** START OF Text segment **

The [Torah begins] to answer the central questions of authority and leadership: How can authority figures remain honest and trustworthy? How can we check the corrupting tendencies of centralized governance? How can people scarred by abusive authorities renew its ability to authorize and trust others? How did Moses, "the nursing father," succeed in transforming a slave-minded people -- both deeply dependent on and deeply skeptical of authority -- into a self-governing society? What principles of adaptability have enabled the Jewish community to survive and flourish over time? (xviii)


To be sure, Rabbi Sacks makes clear that he has been deeply influenced by Heifetz with regard to how he understands leadership in the Jewish tradition. A first point is on the difference between authority and leadership. Sacks identifies the prominent personage of Pharaoh as a figure who has the mantle of authority, but not leadership. In contrast, the more obscure figure of Nachson ben Aminadav, the first to enter the Red Sea that had not yet split, acted with no authority. In his action, he became one of the unsung heroes who comes to personify Jewish leadership. Sacks writes:

Judaism has tended to be critical of power. Kings had it and often abused it. Prophets had none, but their influence has lasted to this day. The Talmud tells that one nasi (head of the Jewish community), Rabban Gamliel, asserted the authority of his office in such a way has to humiliate his deputy, R. Yehoshua, and was deposed for so doing (Berakhot 27b). The gedolei hador, the great sages of the generation whose interpretation of Jewish law is usually followed, rarely -- if ever -- had formal authority. They simply emerge through common consent as the leading voices of their time. To remarkable degree, Judaism is about leadership by influence, not about authority in virtue of formal office, (xxiii-xxiv).

** END OF Text segment **

■ **Requests**:
- a) According to the passage on Jewish leadership, why was Rabban Gamliel deposed? Answer in one to three sentences.
- b) Revise the rows by replacing "instance" with "occurrence" wherever it appears, leaving everything else as it is.
The rows that follow have no connection to the passage on Jewish leadership.

** START OF Working data **

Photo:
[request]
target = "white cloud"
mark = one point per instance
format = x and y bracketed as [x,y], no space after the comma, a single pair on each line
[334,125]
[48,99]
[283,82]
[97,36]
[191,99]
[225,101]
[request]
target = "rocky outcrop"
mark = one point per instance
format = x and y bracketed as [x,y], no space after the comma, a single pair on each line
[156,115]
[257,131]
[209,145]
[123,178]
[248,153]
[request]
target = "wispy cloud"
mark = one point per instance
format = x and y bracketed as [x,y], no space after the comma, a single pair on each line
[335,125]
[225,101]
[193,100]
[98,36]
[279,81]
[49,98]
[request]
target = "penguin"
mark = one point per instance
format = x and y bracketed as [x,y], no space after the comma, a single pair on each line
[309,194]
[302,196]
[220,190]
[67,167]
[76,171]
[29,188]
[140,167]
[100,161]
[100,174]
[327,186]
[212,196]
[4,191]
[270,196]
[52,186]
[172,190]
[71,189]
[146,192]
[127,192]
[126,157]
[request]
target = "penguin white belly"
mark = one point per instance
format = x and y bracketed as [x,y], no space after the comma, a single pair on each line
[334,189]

** END OF Working data **

■ **Outputs**:
- a) Rabban Gamliel was deposed because he asserted the authority of his office in a way that humiliated his deputy, R. Yehoshua.

- b)
Photo:
[request]
target = "white cloud"
mark = one point per occurrence
format = x and y bracketed as [x,y], no space after the comma, a single pair on each line
[334,125]
[48,99]
[283,82]
[97,36]
[191,99]
[225,101]
[request]
target = "rocky outcrop"
mark = one point per occurrence
format = x and y bracketed as [x,y], no space after the comma, a single pair on each line
[156,115]
[257,131]
[209,145]
[123,178]
[248,153]
[request]
target = "wispy cloud"
mark = one point per occurrence
format = x and y bracketed as [x,y], no space after the comma, a single pair on each line
[335,125]
[225,101]
[193,100]
[98,36]
[279,81]
[49,98]
[request]
target = "penguin"
mark = one point per occurrence
format = x and y bracketed as [x,y], no space after the comma, a single pair on each line
[309,194]
[302,196]
[220,190]
[67,167]
[76,171]
[29,188]
[140,167]
[100,161]
[100,174]
[327,186]
[212,196]
[4,191]
[270,196]
[52,186]
[172,190]
[71,189]
[146,192]
[127,192]
[126,157]
[request]
target = "penguin white belly"
mark = one point per occurrence
format = x and y bracketed as [x,y], no space after the comma, a single pair on each line
[334,189]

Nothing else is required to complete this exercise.